DATASET RECORDS START

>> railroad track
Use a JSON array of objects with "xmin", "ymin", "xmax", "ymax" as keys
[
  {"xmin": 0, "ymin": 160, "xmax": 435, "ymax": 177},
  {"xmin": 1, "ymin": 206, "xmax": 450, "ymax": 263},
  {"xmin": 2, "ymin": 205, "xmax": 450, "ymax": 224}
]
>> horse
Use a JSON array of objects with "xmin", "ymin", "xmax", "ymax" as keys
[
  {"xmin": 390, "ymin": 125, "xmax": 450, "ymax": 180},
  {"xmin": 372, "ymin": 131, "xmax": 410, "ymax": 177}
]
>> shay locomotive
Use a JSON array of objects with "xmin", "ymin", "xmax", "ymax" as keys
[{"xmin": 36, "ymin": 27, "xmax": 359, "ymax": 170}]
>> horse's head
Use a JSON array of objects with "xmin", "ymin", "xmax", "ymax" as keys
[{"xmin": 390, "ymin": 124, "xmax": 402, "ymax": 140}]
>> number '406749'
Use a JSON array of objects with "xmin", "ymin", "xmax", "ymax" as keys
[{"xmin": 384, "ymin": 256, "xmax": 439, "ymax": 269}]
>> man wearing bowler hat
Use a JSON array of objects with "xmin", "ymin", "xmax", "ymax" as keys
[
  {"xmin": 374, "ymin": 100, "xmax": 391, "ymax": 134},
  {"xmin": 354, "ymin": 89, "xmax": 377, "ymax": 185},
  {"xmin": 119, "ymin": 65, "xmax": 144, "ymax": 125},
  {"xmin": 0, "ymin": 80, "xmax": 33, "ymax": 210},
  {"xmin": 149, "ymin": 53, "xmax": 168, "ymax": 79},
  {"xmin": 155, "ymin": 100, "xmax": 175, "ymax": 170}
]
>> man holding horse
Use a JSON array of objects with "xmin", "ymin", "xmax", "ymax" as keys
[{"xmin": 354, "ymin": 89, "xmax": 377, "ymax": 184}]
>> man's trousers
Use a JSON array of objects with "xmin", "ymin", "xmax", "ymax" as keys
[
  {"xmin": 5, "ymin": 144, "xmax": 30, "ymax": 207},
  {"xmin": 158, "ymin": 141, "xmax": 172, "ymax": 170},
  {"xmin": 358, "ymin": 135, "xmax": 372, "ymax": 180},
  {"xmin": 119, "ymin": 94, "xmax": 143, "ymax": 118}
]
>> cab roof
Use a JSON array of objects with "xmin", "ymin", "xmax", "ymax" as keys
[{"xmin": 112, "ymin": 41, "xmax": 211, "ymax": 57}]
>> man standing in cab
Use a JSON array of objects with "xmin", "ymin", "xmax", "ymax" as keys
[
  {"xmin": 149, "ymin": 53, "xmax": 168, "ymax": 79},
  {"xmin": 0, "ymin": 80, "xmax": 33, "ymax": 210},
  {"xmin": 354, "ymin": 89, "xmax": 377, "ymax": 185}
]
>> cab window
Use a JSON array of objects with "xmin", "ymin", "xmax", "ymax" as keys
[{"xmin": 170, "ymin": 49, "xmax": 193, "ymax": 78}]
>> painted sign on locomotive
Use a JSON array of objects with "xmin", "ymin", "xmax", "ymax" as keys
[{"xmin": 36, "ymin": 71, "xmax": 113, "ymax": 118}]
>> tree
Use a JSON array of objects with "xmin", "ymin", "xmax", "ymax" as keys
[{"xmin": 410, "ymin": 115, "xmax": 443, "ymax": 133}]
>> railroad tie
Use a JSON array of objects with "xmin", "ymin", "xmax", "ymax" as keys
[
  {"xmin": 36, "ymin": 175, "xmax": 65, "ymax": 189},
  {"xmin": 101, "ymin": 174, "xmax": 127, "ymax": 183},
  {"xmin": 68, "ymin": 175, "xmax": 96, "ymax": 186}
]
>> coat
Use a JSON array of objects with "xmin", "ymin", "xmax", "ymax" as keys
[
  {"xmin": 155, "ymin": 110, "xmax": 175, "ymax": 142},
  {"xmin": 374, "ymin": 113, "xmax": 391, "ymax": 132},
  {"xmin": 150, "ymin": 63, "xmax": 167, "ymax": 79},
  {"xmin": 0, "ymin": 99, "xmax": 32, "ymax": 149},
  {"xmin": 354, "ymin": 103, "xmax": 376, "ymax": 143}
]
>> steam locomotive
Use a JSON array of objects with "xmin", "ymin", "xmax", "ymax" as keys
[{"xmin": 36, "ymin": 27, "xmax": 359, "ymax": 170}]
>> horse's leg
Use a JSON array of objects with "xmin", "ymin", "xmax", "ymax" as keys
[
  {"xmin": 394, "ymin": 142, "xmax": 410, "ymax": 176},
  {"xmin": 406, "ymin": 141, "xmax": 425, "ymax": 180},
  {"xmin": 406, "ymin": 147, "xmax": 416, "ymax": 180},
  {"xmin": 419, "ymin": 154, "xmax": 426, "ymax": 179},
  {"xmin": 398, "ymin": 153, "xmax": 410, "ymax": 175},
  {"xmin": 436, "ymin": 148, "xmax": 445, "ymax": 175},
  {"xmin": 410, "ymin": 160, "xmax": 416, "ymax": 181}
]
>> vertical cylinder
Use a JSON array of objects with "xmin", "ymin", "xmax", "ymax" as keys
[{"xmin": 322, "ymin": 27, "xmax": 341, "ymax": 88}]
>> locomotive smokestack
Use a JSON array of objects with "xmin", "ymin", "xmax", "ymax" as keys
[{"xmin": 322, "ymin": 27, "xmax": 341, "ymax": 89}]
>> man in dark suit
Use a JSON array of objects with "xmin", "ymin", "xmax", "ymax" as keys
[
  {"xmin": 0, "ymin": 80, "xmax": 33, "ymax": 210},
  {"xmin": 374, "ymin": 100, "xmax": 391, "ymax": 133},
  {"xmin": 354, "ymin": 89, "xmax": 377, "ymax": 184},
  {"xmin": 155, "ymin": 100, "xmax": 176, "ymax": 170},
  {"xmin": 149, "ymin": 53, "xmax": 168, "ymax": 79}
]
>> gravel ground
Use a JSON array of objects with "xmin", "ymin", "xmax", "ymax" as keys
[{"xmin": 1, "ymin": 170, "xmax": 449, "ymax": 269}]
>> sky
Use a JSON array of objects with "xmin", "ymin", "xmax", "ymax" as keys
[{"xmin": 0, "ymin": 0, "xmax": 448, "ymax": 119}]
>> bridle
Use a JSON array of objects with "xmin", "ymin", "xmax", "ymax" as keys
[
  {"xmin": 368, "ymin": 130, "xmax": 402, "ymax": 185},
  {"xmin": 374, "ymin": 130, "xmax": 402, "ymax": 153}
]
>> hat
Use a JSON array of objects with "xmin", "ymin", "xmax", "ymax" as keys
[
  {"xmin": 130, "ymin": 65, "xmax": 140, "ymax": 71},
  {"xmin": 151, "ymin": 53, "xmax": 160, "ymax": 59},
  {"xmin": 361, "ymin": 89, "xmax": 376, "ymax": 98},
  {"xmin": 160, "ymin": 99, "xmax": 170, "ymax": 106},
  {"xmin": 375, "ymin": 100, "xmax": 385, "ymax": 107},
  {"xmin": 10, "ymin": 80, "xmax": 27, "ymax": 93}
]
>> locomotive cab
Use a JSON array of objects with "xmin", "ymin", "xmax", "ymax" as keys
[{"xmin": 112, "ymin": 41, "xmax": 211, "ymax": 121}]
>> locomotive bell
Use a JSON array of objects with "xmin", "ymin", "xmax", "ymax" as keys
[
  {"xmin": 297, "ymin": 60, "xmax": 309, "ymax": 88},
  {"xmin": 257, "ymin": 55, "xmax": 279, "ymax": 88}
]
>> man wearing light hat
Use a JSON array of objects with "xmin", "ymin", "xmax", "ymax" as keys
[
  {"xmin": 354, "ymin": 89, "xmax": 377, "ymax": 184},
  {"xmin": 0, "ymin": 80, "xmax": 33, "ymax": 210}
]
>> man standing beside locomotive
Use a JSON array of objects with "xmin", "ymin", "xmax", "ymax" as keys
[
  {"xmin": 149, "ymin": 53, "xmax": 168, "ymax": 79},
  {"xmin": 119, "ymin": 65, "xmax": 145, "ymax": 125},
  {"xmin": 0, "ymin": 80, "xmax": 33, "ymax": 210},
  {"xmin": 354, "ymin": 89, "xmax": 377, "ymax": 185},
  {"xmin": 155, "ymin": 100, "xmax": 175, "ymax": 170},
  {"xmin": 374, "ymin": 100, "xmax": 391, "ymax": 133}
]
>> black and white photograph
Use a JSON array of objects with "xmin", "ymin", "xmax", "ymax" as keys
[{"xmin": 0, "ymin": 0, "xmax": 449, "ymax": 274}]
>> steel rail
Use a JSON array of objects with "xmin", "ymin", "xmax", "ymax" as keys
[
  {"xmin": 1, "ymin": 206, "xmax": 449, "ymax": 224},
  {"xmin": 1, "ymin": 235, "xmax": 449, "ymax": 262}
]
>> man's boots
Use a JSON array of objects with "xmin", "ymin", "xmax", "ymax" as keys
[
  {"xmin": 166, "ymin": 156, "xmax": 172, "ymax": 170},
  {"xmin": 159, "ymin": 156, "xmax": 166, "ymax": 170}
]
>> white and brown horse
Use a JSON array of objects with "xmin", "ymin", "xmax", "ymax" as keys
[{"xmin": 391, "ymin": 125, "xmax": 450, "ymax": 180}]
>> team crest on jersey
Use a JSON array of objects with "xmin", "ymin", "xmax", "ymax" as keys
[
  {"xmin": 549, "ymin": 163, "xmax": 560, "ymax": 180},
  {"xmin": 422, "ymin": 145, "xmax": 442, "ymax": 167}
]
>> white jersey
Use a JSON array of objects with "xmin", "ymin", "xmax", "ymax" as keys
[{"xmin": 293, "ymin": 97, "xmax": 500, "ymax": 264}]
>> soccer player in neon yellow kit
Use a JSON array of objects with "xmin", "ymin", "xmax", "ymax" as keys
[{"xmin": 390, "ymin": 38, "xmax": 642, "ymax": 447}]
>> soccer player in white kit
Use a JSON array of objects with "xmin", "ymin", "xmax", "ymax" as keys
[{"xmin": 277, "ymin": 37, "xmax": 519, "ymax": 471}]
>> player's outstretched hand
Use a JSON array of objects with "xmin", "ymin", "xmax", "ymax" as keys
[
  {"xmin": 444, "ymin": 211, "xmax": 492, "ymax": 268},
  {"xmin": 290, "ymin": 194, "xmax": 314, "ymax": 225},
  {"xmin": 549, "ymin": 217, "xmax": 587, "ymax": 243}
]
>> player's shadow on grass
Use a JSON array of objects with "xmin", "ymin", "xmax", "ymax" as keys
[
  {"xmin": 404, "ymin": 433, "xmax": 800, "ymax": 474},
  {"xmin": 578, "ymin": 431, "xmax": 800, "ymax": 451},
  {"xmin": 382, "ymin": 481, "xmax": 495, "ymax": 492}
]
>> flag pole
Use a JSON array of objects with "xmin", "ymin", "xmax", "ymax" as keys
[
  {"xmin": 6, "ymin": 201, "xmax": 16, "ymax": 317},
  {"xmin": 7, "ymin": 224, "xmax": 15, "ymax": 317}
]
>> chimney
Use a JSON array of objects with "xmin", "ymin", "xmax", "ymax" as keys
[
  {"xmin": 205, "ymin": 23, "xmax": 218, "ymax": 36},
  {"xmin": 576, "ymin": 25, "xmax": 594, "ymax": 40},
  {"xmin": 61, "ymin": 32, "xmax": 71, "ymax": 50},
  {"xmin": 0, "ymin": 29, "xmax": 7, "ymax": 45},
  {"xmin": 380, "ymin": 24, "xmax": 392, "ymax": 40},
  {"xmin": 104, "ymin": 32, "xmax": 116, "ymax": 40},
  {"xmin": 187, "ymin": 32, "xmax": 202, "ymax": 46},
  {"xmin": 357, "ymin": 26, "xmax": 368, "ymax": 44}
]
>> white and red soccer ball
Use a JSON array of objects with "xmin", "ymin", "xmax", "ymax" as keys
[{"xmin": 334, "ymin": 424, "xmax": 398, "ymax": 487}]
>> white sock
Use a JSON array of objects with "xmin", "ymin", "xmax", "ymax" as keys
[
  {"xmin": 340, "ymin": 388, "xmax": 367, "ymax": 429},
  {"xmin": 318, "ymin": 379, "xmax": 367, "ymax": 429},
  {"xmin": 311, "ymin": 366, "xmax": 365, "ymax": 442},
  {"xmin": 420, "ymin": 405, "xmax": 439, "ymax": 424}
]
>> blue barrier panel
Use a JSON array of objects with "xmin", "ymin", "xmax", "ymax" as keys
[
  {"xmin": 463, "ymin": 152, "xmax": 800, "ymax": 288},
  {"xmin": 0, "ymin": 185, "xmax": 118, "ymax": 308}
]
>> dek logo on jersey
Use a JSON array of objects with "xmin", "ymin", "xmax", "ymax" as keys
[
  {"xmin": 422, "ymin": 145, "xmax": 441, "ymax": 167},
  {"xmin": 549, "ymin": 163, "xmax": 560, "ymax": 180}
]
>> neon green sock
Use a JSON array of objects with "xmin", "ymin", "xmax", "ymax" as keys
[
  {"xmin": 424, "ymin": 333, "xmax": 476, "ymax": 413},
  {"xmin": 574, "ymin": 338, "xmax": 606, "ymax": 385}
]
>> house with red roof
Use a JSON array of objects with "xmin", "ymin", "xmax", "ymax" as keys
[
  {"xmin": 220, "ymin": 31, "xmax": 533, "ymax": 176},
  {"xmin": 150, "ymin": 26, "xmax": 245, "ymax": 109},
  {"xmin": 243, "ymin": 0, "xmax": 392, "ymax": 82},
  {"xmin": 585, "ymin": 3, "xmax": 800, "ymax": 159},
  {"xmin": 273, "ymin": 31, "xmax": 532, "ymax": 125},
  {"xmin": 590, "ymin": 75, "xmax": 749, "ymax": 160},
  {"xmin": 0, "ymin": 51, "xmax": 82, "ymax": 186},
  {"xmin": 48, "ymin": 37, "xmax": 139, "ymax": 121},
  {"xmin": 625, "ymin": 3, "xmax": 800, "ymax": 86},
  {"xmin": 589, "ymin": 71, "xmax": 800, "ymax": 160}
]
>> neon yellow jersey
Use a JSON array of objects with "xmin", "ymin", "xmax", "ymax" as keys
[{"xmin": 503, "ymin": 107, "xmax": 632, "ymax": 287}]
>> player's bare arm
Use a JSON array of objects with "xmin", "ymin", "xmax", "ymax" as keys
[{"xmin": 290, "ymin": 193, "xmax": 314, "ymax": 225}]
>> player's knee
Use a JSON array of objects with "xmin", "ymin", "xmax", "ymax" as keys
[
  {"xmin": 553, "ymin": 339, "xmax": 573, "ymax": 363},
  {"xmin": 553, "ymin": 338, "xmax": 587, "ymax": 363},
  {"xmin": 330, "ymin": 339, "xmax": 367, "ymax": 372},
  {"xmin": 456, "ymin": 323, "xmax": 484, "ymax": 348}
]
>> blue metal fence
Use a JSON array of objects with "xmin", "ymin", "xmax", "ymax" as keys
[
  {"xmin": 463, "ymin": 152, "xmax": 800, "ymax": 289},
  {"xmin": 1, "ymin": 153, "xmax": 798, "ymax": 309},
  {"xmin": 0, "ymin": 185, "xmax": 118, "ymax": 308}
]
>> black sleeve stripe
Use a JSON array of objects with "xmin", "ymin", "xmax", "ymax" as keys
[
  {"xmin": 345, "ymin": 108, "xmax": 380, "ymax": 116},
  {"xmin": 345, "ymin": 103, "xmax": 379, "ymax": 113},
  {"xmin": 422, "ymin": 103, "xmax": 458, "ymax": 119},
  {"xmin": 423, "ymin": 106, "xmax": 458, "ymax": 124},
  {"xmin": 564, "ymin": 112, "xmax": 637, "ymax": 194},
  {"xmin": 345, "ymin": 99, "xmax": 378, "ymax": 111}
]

DATASET RECORDS END

Scan the material line by line and report each one that contains "standing".

>> man standing in cab
>> man standing beside locomotive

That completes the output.